Every line that includes the word "purple" needs to be copied from the listing.

(RECORDS SUPPLIED):
######
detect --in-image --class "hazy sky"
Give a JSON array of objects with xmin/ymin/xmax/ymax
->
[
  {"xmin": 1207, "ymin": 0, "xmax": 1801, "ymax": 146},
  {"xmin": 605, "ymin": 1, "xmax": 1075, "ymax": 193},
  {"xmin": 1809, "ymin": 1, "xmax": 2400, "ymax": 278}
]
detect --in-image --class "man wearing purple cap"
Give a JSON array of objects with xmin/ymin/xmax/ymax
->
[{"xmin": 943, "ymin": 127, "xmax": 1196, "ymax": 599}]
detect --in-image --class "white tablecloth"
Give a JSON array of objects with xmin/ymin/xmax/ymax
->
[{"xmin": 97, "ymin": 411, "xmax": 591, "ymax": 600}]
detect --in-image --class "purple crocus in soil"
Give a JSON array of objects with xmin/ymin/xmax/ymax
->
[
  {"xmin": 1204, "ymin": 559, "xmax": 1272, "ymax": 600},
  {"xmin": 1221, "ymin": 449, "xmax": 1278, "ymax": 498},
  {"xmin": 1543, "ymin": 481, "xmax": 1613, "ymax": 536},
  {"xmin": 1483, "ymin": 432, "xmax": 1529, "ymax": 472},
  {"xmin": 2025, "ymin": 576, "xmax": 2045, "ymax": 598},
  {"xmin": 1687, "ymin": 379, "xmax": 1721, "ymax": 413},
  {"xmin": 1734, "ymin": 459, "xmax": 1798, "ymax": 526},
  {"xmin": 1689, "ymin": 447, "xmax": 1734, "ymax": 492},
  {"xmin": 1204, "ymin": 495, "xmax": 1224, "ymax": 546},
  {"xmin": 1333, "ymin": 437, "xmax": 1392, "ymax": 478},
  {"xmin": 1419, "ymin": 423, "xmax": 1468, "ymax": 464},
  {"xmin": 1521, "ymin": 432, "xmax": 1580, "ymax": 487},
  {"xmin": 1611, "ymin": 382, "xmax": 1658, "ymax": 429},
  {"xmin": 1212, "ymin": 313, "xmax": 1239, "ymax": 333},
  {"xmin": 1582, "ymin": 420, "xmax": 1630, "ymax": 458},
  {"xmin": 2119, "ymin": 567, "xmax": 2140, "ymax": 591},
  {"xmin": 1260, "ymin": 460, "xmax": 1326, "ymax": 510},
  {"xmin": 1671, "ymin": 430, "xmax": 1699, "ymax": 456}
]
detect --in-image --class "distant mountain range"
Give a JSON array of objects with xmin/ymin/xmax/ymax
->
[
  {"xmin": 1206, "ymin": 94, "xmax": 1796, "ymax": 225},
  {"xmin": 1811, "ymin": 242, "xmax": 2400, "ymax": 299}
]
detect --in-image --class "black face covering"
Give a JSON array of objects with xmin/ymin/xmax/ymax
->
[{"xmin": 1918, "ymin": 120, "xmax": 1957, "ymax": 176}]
######
(SOLUTION TO THE PROBLEM):
detect --in-image --class "man wearing purple cap"
detect --in-image --class "purple crocus in soil"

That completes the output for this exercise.